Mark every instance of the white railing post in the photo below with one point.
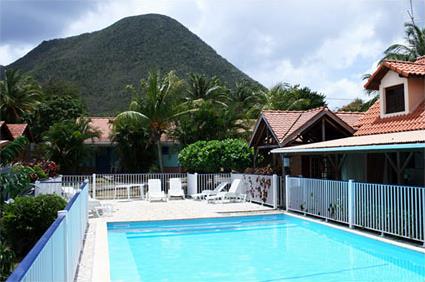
(66, 271)
(287, 192)
(350, 203)
(423, 215)
(196, 186)
(275, 186)
(94, 186)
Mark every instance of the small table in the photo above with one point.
(128, 186)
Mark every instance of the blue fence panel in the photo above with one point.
(56, 254)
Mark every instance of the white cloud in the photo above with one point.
(9, 53)
(325, 45)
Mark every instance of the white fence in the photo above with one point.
(388, 209)
(198, 182)
(261, 189)
(56, 254)
(123, 186)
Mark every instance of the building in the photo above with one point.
(389, 145)
(281, 129)
(104, 158)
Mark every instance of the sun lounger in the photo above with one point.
(154, 191)
(97, 209)
(232, 195)
(206, 193)
(175, 188)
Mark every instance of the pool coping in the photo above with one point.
(101, 268)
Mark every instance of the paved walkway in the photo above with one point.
(94, 264)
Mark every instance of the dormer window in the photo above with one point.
(394, 99)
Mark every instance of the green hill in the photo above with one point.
(101, 63)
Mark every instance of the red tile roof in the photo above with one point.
(351, 118)
(372, 123)
(285, 123)
(403, 68)
(17, 130)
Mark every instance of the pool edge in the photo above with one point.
(101, 269)
(358, 232)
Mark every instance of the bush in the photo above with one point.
(216, 156)
(27, 218)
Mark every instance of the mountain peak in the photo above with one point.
(103, 62)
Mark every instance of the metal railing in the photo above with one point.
(56, 254)
(389, 209)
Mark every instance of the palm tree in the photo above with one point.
(18, 95)
(284, 96)
(155, 104)
(201, 88)
(65, 142)
(415, 47)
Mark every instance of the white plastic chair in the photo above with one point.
(97, 209)
(209, 193)
(175, 188)
(154, 191)
(232, 195)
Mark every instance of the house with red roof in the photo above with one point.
(389, 145)
(105, 160)
(280, 129)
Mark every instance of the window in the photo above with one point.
(394, 99)
(165, 150)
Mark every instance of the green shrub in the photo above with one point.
(216, 156)
(27, 218)
(7, 261)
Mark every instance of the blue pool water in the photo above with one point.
(253, 248)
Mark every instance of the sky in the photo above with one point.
(326, 45)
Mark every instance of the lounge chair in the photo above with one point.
(154, 191)
(206, 193)
(175, 188)
(232, 195)
(97, 209)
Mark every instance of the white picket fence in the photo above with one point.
(132, 186)
(388, 209)
(56, 254)
(124, 186)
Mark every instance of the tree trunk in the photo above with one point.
(158, 146)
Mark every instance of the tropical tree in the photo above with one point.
(155, 104)
(133, 147)
(200, 88)
(60, 100)
(19, 94)
(12, 150)
(284, 96)
(65, 142)
(414, 47)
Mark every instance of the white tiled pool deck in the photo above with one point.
(94, 264)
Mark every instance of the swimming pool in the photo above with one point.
(253, 248)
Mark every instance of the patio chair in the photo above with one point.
(206, 193)
(154, 191)
(97, 209)
(175, 188)
(232, 195)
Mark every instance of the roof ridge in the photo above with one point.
(404, 62)
(295, 111)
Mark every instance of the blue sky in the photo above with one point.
(323, 44)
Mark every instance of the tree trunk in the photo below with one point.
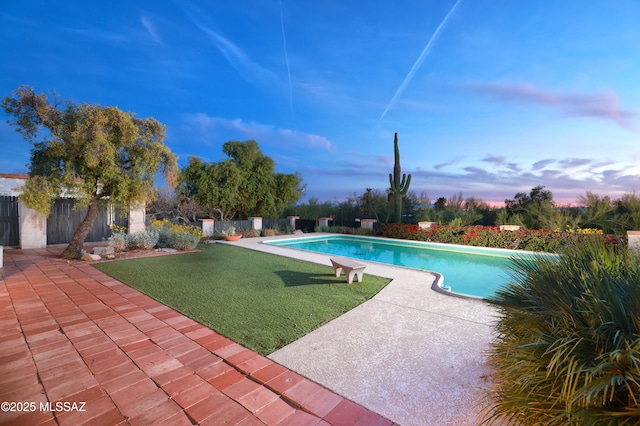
(74, 249)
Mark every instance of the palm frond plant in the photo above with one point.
(567, 350)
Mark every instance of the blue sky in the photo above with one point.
(489, 98)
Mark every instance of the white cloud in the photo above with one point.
(263, 133)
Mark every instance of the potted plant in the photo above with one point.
(229, 232)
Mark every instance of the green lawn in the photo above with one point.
(259, 300)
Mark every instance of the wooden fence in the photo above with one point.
(9, 221)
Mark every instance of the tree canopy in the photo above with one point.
(89, 152)
(244, 184)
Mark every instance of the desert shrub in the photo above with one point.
(568, 339)
(249, 233)
(118, 242)
(344, 230)
(492, 236)
(163, 228)
(143, 240)
(267, 232)
(180, 237)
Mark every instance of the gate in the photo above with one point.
(9, 221)
(64, 220)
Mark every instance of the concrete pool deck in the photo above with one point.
(412, 355)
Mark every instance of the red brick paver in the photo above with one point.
(78, 347)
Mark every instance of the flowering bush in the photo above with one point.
(118, 242)
(492, 236)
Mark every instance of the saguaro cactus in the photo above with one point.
(399, 186)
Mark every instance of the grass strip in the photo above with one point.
(260, 300)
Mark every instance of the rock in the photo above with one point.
(90, 257)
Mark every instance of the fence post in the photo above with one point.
(256, 223)
(33, 228)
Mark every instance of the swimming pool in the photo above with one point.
(467, 270)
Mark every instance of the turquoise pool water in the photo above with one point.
(470, 271)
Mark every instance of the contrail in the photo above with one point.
(419, 62)
(286, 58)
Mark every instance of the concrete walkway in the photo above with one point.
(411, 354)
(78, 347)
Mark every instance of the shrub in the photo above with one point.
(568, 339)
(118, 242)
(268, 232)
(180, 237)
(249, 233)
(143, 240)
(344, 230)
(492, 236)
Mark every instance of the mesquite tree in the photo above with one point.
(399, 186)
(89, 152)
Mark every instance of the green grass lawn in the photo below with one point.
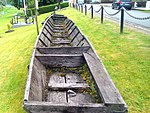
(126, 57)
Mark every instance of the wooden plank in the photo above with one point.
(56, 97)
(64, 86)
(61, 42)
(105, 86)
(61, 60)
(80, 98)
(63, 50)
(64, 107)
(55, 78)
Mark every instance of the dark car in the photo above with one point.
(117, 4)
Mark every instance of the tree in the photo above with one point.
(3, 2)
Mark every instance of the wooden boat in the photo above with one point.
(66, 75)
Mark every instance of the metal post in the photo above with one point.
(92, 11)
(76, 6)
(122, 20)
(79, 6)
(85, 10)
(102, 12)
(36, 7)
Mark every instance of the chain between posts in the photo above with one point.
(138, 18)
(112, 14)
(102, 9)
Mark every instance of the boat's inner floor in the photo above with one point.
(67, 85)
(70, 85)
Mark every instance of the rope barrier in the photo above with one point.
(112, 14)
(98, 10)
(138, 18)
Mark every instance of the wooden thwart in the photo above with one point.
(65, 107)
(57, 86)
(63, 50)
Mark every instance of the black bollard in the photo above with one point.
(85, 10)
(122, 20)
(92, 11)
(81, 8)
(102, 12)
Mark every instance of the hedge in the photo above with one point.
(46, 9)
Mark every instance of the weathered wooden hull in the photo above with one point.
(66, 75)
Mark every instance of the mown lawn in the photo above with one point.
(126, 57)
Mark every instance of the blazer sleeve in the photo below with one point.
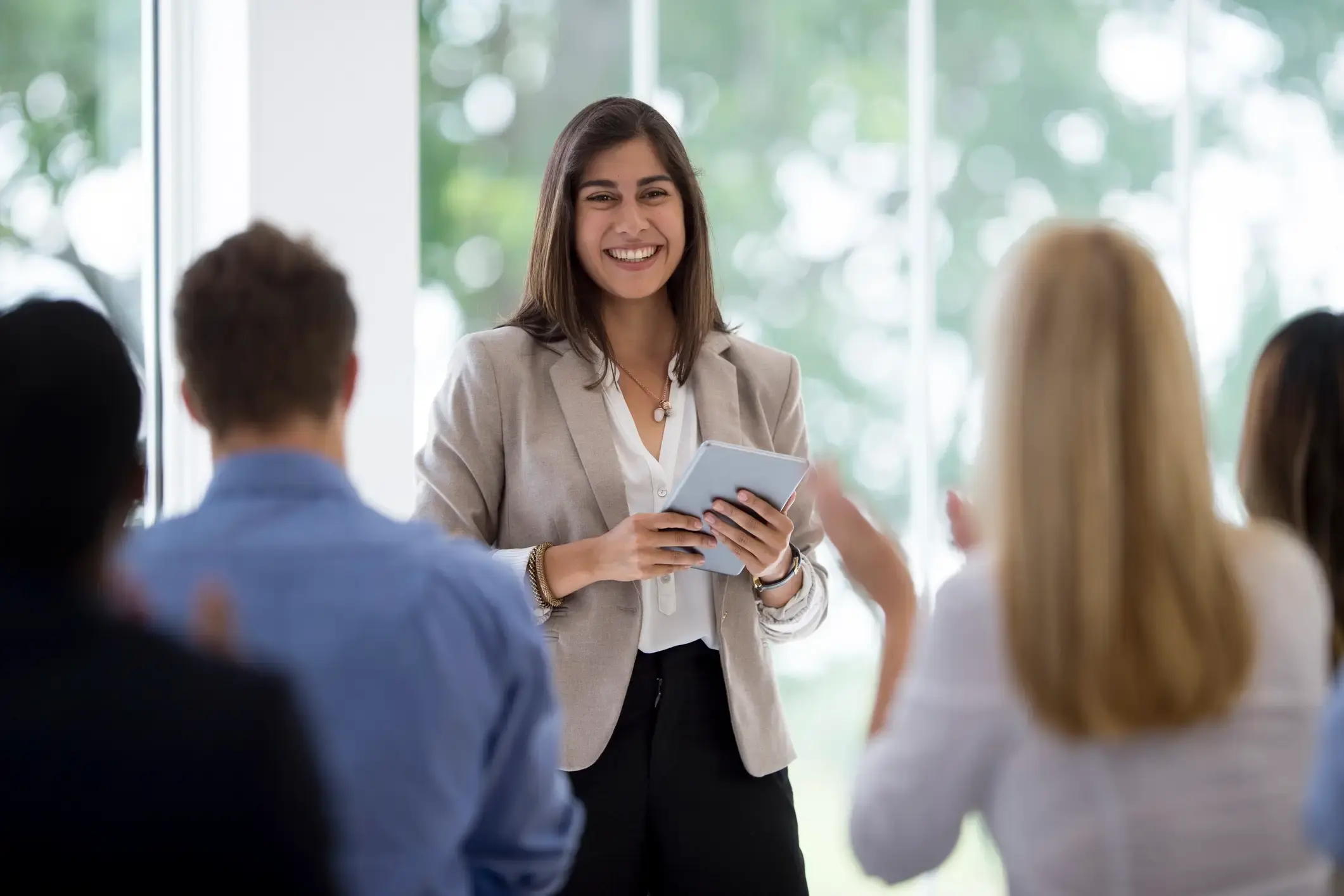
(460, 471)
(805, 611)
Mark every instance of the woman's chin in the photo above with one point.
(625, 290)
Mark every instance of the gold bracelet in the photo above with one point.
(531, 579)
(537, 570)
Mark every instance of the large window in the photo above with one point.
(74, 193)
(867, 163)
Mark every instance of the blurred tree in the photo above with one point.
(69, 105)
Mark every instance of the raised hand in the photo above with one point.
(871, 559)
(965, 524)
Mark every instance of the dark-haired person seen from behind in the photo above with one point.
(557, 440)
(1292, 471)
(416, 657)
(127, 762)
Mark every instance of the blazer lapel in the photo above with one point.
(585, 414)
(715, 385)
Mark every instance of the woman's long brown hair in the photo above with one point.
(1292, 458)
(560, 300)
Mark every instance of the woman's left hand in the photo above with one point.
(761, 546)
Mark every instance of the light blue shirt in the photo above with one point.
(419, 668)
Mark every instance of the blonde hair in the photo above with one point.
(1121, 609)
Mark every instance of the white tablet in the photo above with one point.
(719, 471)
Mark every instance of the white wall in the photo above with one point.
(304, 113)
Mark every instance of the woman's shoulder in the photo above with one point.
(1286, 589)
(501, 342)
(752, 355)
(1269, 550)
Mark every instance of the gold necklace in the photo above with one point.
(663, 407)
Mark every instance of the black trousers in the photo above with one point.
(671, 810)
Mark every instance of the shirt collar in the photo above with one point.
(277, 472)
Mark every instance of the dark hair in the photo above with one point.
(1292, 461)
(560, 298)
(265, 330)
(69, 434)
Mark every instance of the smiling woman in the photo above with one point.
(557, 441)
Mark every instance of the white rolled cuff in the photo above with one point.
(516, 561)
(800, 614)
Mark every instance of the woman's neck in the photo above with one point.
(641, 333)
——
Your assignment: Repeat each line, unchanged, from the line that contains "Mark every instance of the black trousers" to the end of the listing above.

Answer section:
Mark every instance of the black trousers in the photo above with one point.
(671, 810)
Mark every instance of the shirt collar in the photo above with one point.
(277, 472)
Mark every instance of the dark hair in the photo above with one point.
(1292, 461)
(560, 298)
(265, 330)
(69, 434)
Mark every instance of the smiling woman in the photo above with one point.
(557, 441)
Mark every instance of the white rolled cuff in the photo above with one point.
(516, 561)
(800, 614)
Mark every instance of the woman's neck in the photo above with one point.
(641, 333)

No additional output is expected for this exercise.